- [DOCUMENT PASSAGE]
# update corrected model numbers



## Grasshopper49 (Apr 15, 2018)

update on model number. I found a cross reference on line which says the craftsman "143.652062 is a Tecumseh HH120-120095E. I'm still looking for a set of ignition/breaker points for this engine. I also "found" a box of nos parts for Tecumseh engines at a yard sale. I'll go through the part #'s and post them just in case I can help someone else; my cost plus shipping.


----------



## RC Wells (Dec 26, 2008)

I suspect Ebay will be your best source of ignition parts.


----------



## Grasshopper49 (Apr 15, 2018)

Another update. I was able to find points for the HH-120 thru NAPA. Apparently they have some type of inter-company system whereby if any of their stores has it you can get it if you'll pay the shipping. They had the points in their Richmond VA whse and found the condenser in Eugene Oregon. I also found a "box" of Tecumseh parts at a weekly yard sale event here in Keysville VA. I'll go thru the box and list the parts here when I get time and just sell them for what I have in them. I'll also list them on E-Bay if that helps. My impression on all of this is that the various on line parts places won't have old stuff like this since they haven't been in business long enough to have old parts gathering dust on some back shelf. Three cheers for NAPA!!


----------

- [YOUR TASK]
List every place name that appears in the Tecumseh engine thread.

- [SOURCE EXCERPT]
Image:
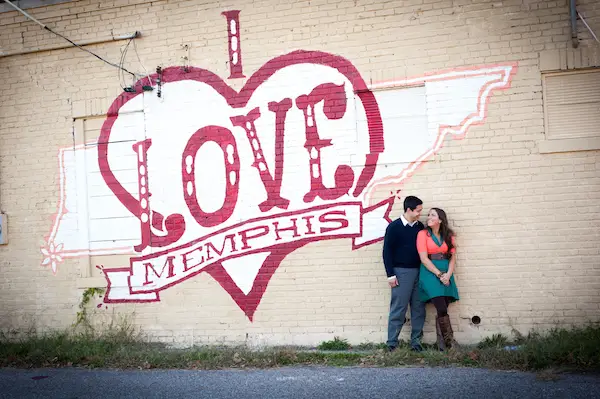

- [ANSWER TO THIS EXERCISE]
Richmond VA, Eugene Oregon, Keysville VA